● Text passage
------------------------------

UN Human Rights Council must ensure accountability for crimes in Kasai
Published: 28 Jun 2018
By: Thijs Van Laer
Download the joint letter with Amnesty International and Human Rights Watch on renewing and expanding the Human Rights Council-mandated investigation into human rights violations and abuses in the Democratic Republic of Congo’s Kasai Region
“They killed my brothers of 16 and 18 years old. They killed them in my presence, I saw it happening,” Sylvia,* a young Congolese mother, told IRRI in Angola. “Even when the military killed my brothers, I wasn’t allowed to cry. They burned the corpses.” A team of experts, mandated by the UN Human Rights Council (UNHRC), has now concluded that the violence in the Kasai region of the Democratic Republic of Congo (DRC), which Sylvia and many others described to IRRI in October 2017, constitutes crimes against humanity and war crimes. IRRI shared the findings of its investigations into the violence by government forces and militia in this region with the experts.
The violence in the Kasai erupted in mid-2016 after a conflict over customary leadership, and quickly spread to a vast region, previously peaceful but underdeveloped. Followers of a traditional leader killed by security forces formed a militia, known as the Kamuina Nsapu, and attacked government officials and other symbols of authority. IRRI interviewed children that were forcibly recruited into the militia. Government security forces conducted serious atrocities when responding to the militia’s presence, targeting real and perceived militia supporters with brutal force. In at least one town, close to the border with Angola, a pro-government militia committed ethnically motivated killings and other serious abuses. IRRI also documented acts of sexual violence and destruction, as mentioned by the UN team.

------------------------------

● Stored data entries
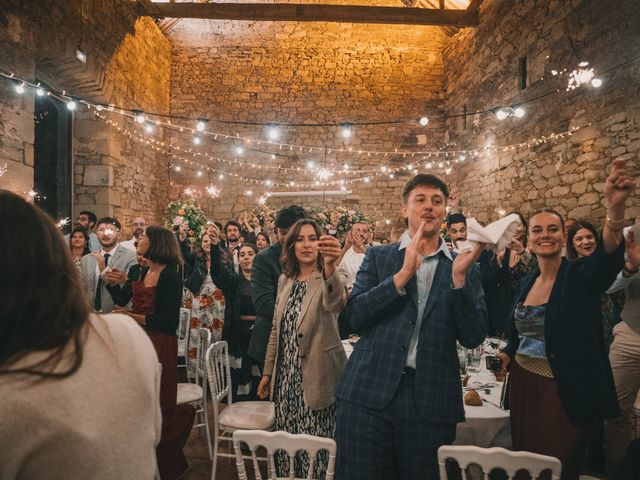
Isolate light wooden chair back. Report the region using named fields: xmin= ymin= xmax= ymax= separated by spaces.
xmin=233 ymin=430 xmax=336 ymax=480
xmin=438 ymin=445 xmax=562 ymax=480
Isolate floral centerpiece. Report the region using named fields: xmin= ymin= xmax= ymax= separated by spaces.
xmin=310 ymin=206 xmax=371 ymax=238
xmin=165 ymin=197 xmax=207 ymax=245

------------------------------

Reproduce the stretch of the Kasai violence article from "The violence in the Kasai erupted" through "the UN team.", switching "Kamuina Nsapu" to "Kamwina Nsapu".

● Expected output
The violence in the Kasai erupted in mid-2016 after a conflict over customary leadership, and quickly spread to a vast region, previously peaceful but underdeveloped. Followers of a traditional leader killed by security forces formed a militia, known as the Kamwina Nsapu, and attacked government officials and other symbols of authority. IRRI interviewed children that were forcibly recruited into the militia. Government security forces conducted serious atrocities when responding to the militia’s presence, targeting real and perceived militia supporters with brutal force. In at least one town, close to the border with Angola, a pro-government militia committed ethnically motivated killings and other serious abuses. IRRI also documented acts of sexual violence and destruction, as mentioned by the UN team.